(Saved entries)

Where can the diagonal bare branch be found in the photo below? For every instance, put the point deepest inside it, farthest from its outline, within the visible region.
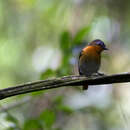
(73, 80)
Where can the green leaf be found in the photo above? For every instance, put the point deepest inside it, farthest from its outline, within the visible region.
(48, 73)
(81, 35)
(65, 41)
(48, 117)
(32, 124)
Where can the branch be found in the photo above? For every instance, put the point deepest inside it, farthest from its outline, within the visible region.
(73, 80)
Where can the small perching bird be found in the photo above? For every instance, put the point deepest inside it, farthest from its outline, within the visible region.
(90, 59)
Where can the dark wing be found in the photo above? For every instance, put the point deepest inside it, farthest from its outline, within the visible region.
(78, 62)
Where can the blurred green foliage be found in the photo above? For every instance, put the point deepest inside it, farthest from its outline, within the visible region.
(43, 39)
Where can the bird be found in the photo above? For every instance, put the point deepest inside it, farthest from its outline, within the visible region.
(90, 59)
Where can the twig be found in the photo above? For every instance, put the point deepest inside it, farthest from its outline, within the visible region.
(73, 80)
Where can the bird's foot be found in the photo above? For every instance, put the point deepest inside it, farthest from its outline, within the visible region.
(98, 74)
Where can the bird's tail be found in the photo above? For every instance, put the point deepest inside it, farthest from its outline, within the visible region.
(85, 87)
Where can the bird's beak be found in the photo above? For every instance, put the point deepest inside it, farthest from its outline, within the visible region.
(106, 48)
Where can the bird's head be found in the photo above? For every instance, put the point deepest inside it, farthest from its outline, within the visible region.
(98, 44)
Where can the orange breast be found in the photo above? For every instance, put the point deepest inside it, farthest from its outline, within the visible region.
(89, 61)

# DIRECTIONS
Please output all of the entries above exactly, but without any picture.

# THE ANSWER
Where can the diagonal bare branch be found in the photo below? For every instance, put the point deepest inside it, farthest from its outline, within the visible region.
(73, 80)
Where can the green leaf be found in the photo above? For every instance, put the point deepest inside it, farthest from its outline, within the visible region.
(48, 73)
(81, 35)
(65, 41)
(48, 117)
(32, 124)
Where can the branch be found in the photo above? For every instance, put the point deepest inside it, farthest from its outline, within the visible region.
(73, 80)
Where can the small perching bird be found in the photo above? For every instance, put the point deepest inside it, farthest from its outline, within the visible region.
(90, 59)
Where can the dark wing be found in the photo above? For every instance, put the point deepest inside it, farthest from its outline, within the visible region.
(78, 62)
Where can the blurred green foliage be found in the photo above? For every instance, put the point deepest inside it, farthest from its outline, within the visible region.
(43, 39)
Where can the bird be found in the photo above? For every instance, put the point deepest inside it, farthest from its outline, within the visible region.
(90, 59)
Where can the twig be found in the photo above? For every instance, put the point deepest inside it, farthest from its outline, within the visible region.
(73, 80)
Where can the bird's foot be found in the photo above? For every instance, put the point deepest inside it, farthest from its outline, within the visible region.
(98, 74)
Where can the bird's tail be found in the photo above? For every instance, put the point deepest inside it, farthest from its outline, within the visible region.
(85, 87)
Where can the bird's beak be found in the photo above? For every instance, put the point deepest inside it, farthest from its outline, within the visible region.
(106, 48)
Where can the bird's head be found in the photo above? For every instance, put the point deepest inside it, farthest from its outline, within the visible region.
(98, 44)
Where can the orange breast be found in the photo above? For every instance, put the point deepest inside it, farthest from its outline, within the visible region.
(89, 61)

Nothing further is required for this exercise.